To do: Whenever a line in this data holds the word "cracked", report that line in full.

Exercise material:
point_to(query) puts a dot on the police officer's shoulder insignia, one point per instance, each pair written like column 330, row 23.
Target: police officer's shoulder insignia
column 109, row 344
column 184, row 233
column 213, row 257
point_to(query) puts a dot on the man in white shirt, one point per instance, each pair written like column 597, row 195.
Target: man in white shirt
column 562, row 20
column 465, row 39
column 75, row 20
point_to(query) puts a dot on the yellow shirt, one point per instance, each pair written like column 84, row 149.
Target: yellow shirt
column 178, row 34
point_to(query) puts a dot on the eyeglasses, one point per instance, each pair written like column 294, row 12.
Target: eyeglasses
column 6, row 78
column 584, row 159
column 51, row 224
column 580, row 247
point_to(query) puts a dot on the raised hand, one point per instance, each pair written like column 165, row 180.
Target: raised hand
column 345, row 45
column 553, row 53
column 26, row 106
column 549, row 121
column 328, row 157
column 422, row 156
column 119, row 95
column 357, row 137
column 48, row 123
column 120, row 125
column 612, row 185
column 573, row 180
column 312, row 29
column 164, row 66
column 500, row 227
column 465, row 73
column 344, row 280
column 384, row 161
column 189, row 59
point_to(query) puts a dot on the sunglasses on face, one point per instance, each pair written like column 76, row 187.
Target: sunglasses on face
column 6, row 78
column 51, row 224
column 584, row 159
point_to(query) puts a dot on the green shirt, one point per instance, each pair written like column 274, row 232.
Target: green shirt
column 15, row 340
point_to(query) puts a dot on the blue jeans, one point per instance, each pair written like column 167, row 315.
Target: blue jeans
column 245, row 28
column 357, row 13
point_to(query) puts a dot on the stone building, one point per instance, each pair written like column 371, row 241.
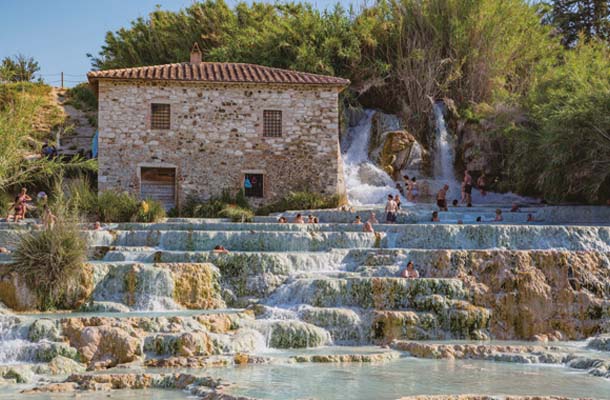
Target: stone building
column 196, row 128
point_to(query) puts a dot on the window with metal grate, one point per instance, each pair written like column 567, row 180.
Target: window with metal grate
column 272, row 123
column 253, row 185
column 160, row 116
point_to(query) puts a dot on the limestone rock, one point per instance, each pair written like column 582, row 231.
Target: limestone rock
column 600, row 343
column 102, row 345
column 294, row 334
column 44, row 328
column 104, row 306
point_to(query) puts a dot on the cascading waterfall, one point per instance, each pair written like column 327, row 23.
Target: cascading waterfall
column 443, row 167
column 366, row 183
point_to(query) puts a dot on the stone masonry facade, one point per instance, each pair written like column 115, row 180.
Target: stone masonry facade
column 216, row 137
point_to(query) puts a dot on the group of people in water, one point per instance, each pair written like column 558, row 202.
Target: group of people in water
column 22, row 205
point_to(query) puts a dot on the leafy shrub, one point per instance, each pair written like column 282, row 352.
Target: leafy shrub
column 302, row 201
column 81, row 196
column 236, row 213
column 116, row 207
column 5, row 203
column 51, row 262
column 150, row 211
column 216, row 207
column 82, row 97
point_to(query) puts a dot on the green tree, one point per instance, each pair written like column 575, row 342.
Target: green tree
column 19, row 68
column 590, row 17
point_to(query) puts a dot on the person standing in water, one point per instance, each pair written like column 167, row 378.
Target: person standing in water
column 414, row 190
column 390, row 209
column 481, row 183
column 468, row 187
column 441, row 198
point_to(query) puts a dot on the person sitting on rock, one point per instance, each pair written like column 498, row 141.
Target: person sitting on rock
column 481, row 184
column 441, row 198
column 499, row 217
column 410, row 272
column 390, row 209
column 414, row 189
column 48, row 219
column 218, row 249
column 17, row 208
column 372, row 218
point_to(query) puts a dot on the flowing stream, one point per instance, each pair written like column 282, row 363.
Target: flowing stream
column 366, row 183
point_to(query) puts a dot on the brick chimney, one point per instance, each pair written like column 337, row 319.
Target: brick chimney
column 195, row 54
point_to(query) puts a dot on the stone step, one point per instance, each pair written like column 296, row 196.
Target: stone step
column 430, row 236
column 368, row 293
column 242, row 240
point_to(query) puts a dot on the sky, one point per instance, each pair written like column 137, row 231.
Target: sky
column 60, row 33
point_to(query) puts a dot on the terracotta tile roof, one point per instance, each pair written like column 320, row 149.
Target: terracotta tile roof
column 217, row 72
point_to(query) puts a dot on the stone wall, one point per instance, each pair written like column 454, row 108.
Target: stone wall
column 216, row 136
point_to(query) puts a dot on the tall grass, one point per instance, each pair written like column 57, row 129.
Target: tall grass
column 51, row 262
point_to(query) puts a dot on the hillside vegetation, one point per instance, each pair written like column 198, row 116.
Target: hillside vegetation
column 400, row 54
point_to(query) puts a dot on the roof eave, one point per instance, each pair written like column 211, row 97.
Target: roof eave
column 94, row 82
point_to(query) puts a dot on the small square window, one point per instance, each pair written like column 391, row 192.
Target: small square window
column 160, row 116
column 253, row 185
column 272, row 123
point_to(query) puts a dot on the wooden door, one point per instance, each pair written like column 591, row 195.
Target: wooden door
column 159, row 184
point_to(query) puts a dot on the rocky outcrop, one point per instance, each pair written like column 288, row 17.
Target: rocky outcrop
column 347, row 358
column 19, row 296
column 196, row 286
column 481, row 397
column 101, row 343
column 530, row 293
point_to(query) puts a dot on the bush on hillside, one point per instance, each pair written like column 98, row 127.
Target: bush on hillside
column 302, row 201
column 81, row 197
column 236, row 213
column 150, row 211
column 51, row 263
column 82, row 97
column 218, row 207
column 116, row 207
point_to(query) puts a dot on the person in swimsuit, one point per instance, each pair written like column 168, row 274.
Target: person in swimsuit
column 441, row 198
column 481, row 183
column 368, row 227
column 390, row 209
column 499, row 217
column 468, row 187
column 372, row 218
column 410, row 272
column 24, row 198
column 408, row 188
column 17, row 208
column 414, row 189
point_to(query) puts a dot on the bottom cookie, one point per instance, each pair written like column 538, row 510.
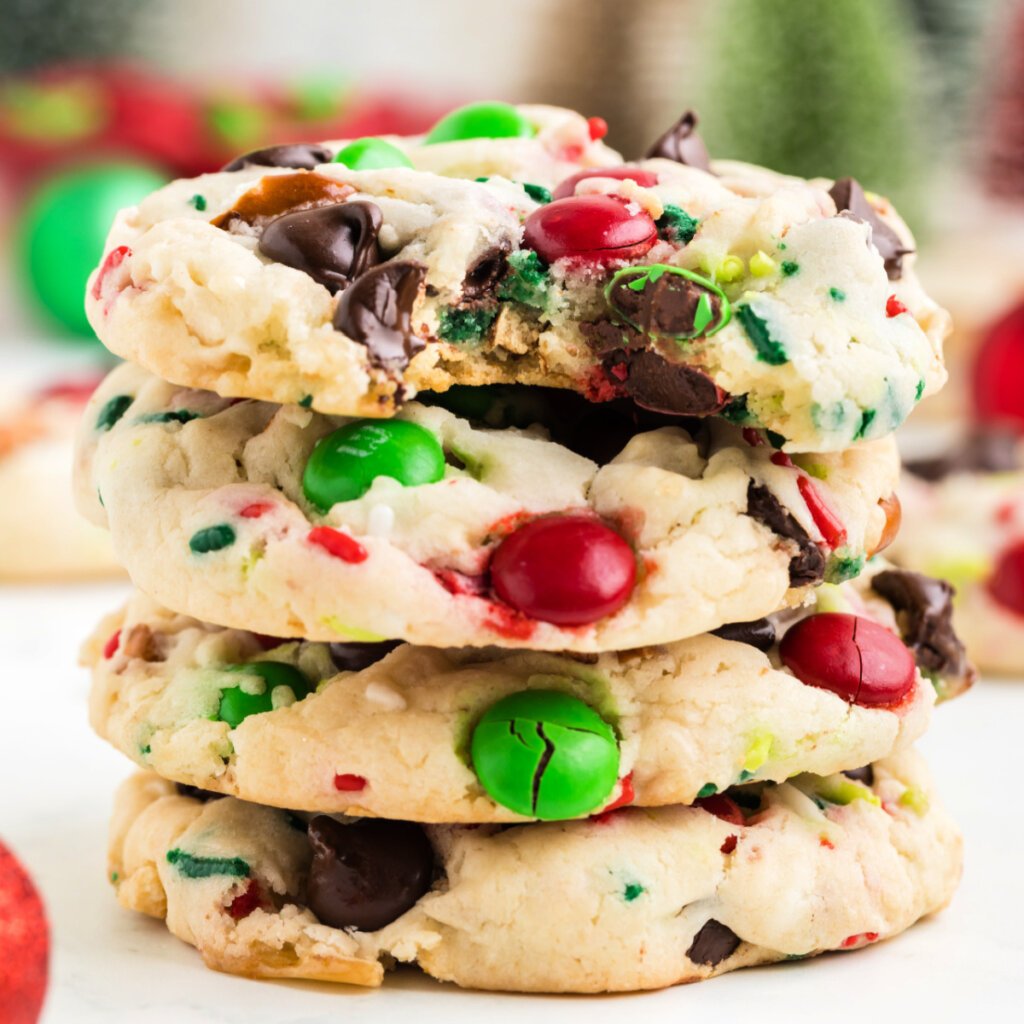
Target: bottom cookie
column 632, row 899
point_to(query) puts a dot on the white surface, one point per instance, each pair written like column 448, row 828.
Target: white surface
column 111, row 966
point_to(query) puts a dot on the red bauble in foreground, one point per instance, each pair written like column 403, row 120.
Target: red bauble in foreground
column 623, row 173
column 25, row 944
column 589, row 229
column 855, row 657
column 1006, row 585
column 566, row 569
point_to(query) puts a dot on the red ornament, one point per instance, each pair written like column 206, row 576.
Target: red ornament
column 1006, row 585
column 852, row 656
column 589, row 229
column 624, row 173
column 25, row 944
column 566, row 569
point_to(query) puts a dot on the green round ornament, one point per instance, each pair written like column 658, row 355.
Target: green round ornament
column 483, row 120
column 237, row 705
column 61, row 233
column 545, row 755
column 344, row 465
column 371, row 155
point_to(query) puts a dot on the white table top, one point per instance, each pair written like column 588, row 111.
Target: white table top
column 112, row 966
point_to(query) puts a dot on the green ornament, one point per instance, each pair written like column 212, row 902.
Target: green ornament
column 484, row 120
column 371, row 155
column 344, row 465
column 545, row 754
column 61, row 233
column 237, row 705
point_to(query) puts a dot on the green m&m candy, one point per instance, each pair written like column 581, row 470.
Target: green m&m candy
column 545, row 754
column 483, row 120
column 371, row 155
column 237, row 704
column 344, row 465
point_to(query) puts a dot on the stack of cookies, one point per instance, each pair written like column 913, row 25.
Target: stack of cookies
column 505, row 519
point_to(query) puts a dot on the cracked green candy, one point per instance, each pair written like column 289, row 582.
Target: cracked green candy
==
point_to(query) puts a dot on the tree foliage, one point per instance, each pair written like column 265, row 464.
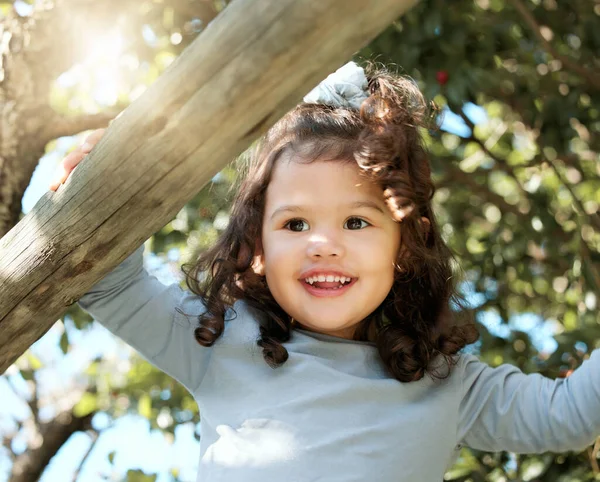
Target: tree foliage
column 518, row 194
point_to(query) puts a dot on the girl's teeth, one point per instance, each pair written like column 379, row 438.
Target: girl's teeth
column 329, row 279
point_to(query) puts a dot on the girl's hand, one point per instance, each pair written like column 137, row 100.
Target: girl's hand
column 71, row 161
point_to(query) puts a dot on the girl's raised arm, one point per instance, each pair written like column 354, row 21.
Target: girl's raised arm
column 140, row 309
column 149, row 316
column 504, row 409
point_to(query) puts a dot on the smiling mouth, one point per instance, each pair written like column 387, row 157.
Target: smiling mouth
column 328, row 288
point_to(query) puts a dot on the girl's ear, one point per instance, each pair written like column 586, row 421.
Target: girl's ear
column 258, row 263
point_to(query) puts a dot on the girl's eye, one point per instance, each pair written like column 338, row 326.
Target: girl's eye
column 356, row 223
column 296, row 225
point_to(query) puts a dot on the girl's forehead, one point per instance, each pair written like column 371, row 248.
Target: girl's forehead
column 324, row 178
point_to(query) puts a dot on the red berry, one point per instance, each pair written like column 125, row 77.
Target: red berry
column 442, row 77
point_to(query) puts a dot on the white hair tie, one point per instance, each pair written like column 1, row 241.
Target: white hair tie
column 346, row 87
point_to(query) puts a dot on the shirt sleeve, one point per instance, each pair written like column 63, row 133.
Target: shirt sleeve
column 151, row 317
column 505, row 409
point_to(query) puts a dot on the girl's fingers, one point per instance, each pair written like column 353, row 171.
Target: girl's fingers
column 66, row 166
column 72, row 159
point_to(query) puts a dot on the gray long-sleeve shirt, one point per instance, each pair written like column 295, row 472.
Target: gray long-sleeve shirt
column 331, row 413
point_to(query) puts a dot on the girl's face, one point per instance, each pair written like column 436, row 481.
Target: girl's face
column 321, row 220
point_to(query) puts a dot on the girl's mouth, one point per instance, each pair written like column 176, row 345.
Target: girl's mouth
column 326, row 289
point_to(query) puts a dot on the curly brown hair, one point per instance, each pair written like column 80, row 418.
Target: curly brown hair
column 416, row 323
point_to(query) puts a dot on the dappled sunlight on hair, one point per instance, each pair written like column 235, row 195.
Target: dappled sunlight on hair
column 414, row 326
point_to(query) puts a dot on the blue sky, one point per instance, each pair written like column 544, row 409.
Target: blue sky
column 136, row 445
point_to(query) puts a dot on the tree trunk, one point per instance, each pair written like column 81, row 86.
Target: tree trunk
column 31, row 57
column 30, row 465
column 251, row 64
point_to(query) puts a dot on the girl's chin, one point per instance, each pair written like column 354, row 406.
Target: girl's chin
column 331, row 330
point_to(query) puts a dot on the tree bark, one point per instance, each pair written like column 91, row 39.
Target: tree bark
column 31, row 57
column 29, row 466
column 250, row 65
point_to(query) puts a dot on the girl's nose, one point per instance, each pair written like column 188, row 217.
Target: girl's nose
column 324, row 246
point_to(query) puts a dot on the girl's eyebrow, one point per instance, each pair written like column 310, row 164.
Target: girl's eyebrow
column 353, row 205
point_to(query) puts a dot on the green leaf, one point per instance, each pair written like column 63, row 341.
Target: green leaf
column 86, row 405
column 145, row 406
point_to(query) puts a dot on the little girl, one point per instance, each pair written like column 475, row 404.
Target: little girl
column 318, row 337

Answer area:
point_to(query) puts a dot on the cracked green candy, one point per instance, each pair written like column 289, row 582.
Target: cracked green candy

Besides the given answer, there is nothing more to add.